Request> Omit images. Retype all entries verbatim.

===== Input data

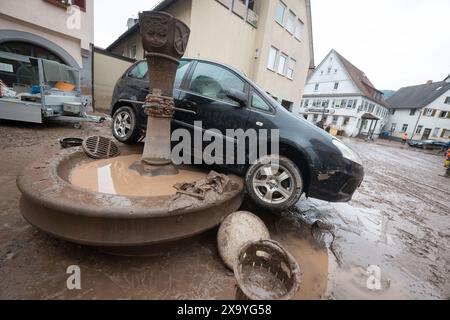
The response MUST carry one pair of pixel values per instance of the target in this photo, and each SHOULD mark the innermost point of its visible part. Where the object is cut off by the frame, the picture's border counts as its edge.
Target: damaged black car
(311, 161)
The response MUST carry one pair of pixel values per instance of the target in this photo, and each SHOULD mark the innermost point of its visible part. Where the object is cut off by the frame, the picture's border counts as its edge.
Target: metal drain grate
(100, 148)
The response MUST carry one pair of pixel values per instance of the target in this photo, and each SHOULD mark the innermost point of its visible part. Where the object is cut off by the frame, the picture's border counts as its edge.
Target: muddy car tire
(125, 126)
(272, 188)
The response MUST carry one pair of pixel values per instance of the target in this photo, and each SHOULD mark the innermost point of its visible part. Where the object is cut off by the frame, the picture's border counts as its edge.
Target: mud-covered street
(398, 223)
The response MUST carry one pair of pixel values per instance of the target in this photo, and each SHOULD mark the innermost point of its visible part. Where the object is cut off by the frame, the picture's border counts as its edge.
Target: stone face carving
(165, 40)
(154, 30)
(163, 34)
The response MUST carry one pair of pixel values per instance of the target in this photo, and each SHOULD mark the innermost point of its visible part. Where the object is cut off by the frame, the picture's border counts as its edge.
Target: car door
(206, 96)
(137, 81)
(261, 119)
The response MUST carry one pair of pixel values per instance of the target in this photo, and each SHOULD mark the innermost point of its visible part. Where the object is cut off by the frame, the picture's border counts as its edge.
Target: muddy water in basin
(113, 176)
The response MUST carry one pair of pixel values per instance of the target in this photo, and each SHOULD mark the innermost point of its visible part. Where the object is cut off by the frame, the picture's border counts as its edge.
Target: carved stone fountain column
(165, 40)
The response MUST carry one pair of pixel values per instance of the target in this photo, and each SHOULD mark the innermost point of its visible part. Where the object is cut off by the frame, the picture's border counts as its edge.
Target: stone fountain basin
(53, 205)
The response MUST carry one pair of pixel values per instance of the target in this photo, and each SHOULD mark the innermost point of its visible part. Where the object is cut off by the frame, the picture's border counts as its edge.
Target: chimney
(131, 22)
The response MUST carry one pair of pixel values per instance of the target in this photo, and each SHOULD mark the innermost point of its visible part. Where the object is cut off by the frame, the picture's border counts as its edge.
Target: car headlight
(347, 153)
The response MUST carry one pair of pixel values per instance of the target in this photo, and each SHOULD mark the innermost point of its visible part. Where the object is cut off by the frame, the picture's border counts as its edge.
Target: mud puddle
(113, 176)
(368, 257)
(194, 272)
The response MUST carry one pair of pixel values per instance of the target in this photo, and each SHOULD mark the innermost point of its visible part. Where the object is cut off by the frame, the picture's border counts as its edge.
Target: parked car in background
(430, 144)
(311, 161)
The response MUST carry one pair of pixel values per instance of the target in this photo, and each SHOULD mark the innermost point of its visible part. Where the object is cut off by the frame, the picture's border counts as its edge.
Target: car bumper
(337, 185)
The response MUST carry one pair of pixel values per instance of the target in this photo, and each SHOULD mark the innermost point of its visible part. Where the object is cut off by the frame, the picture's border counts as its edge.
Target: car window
(259, 103)
(181, 72)
(214, 81)
(139, 71)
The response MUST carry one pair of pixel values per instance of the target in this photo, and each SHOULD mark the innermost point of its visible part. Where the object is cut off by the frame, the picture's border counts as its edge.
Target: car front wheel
(273, 186)
(125, 125)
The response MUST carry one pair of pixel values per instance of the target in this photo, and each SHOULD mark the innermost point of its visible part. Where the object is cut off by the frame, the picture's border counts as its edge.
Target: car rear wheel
(125, 126)
(274, 186)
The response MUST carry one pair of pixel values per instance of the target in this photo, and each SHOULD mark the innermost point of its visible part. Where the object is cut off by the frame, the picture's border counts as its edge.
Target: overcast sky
(395, 42)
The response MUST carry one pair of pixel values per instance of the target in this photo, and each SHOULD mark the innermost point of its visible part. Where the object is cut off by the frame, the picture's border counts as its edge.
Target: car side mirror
(237, 96)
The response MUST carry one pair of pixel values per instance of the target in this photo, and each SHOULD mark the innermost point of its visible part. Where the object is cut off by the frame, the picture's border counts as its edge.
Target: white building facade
(423, 112)
(340, 95)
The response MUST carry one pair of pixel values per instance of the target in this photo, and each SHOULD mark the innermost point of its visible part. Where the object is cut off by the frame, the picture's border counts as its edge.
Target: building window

==========

Response for this exercise>
The response MUST carry one pair of pixel values per instance of the target in this photo, and each SHOULD mark the innermost point of its visible part. Where the object is cut off by the frame, the picture's border counts as its edge.
Target: damaged black car
(311, 161)
The response MUST carry one pair of pixel values per instance of the target in this photo, and each SHOULD mark the innermost point of its visible part. Where the object is cut off by the frame, the picture's border counts as its edge.
Target: metal drain grate
(100, 148)
The response MUST carry one pair of pixel values per instance of the target in this photo, and each SHOULD mark the innermost point of its visible part. Where the object is cut off by the frame, the picture's border counts as its edge.
Target: muddy car tire
(125, 126)
(272, 188)
The response MUST carry one pair of pixel values per instance of the target in this photo, and each SHOULD mark the innermost point of its visible part. Where the object is cut off by the frame, the picture's border counts as its edge.
Target: mud-covered street
(398, 223)
The response MUST carry one pair of pixel values per instance of the target in this photo, and each SHOULD mark the innermost point of its visible part. Where the object is cut off by the frame, the picture's border counts as its edge.
Target: stone face carving
(165, 40)
(154, 30)
(163, 34)
The response MUST carry one pair of pixel values per instance of the target in this photo, and each SHOULD mark the innermost point of its visible part. Where the object is cut off by the frame, the picture's border counts as its edge.
Target: car door
(206, 96)
(137, 81)
(261, 119)
The response MUST carry one pair of pixel values per instance of the target in this photo, and each SHOULD mark the innermost point of its visible part. Where the object is cut off by the frame, the picture's border counts as its edge.
Target: muddy water in basin
(113, 176)
The response MUST carry one pair of pixel values per instance of the target in this photo, and each SHOULD mark the innermost point of its visible part. Where the object is cut off by the frame, the picture's border counts as its edge.
Target: carved stone fountain column
(165, 40)
The response MUST carry one pair of pixel values per instance of the target in this photo, and each SHOULD mark the innermost point of its visible part. Where the object is cut off by the frame, the picture's border counts as its edge.
Target: stone fountain basin
(53, 205)
The response MUST carry one pair of pixel values per instance of the target in this photo, and each SHOULD mark the innermost point of its visible part. Where the object is cut off by the frame, the picture's border counts as its edge.
Target: chimney
(131, 22)
The response MUST carry one pair of pixel values per instance of the target in this photo, and each SHOULD mark the innermost point of its visible part. Where the object is cut off by the frame, the picture's border counts as its edge.
Target: car headlight
(347, 153)
The response MUST carry one pair of pixel values per instance of the target in this photo, and each SHOULD mark the innermost point of its visible part. Where the object is cut off by the frame, the picture's border counts as its edge.
Target: mud puddle
(113, 176)
(368, 257)
(194, 272)
The response MUST carry one pair of pixel values per instance of the target in this photo, and each SHOULD mark the innermost point of its visible part. Where the object is cut off by the frame, the picture's border counts as its edge.
Target: parked car in background
(430, 144)
(311, 161)
The response MUST carry one pair of pixel values per instance of the target in this photo, and each SHOULD mark the innermost point of its visible part. Where the object is cut off by the frame, the picture's border counts as its edge.
Target: car bumper
(337, 185)
The response MUST carry one pair of pixel values per instance of the target in this photo, and each SHOULD mark the innermost point of its visible part. Where the object is cut off by the frame, the picture's border counts as its edge.
Target: car window
(259, 103)
(181, 72)
(214, 81)
(139, 71)
The response MUST carry one pair of pixel values per instance of the target in this photo, and each SHOULD mark the innermost point of its visible part. Where the object is cut off by the frame, the picture's border counts as its edge.
Target: car front wheel
(273, 186)
(125, 125)
The response MUST carry one pair of pixel values per instance of the target in this photo, and each SHOULD mark the innermost point of its visible part. Where the object is cut off by the frame, the picture's border counts as its edge.
Target: car rear wheel
(125, 126)
(274, 186)
The response MUST carry one pair of pixel values per instance of the target in this photo, and each SHOULD mark the innermost point of its visible part. Where the object is cut off by the frame, the picture's border counts as its edge.
Target: overcast sky
(395, 42)
The response MUST carry one pair of pixel values per instance of the target in this photo, and each SHOULD mark the innermost point of its visible part. Where the object is cut off by the frame, the picture's border counts as its edge.
Target: car side mirror
(237, 96)
The response MUST carry one pair of pixel values per instance of the target in this photo, and each SHOULD mark the innermost point of its visible part. Where the object is cut off by the frame, the picture's border counts as its edge.
Target: white building facade
(423, 112)
(340, 95)
The response MUST carry one pair of pixel values per instance of the target in this photo, and each SHOULD mark the innermost point of its visible part. Where the object is cut off by the frame, the picture's border counts as its edge.
Target: building window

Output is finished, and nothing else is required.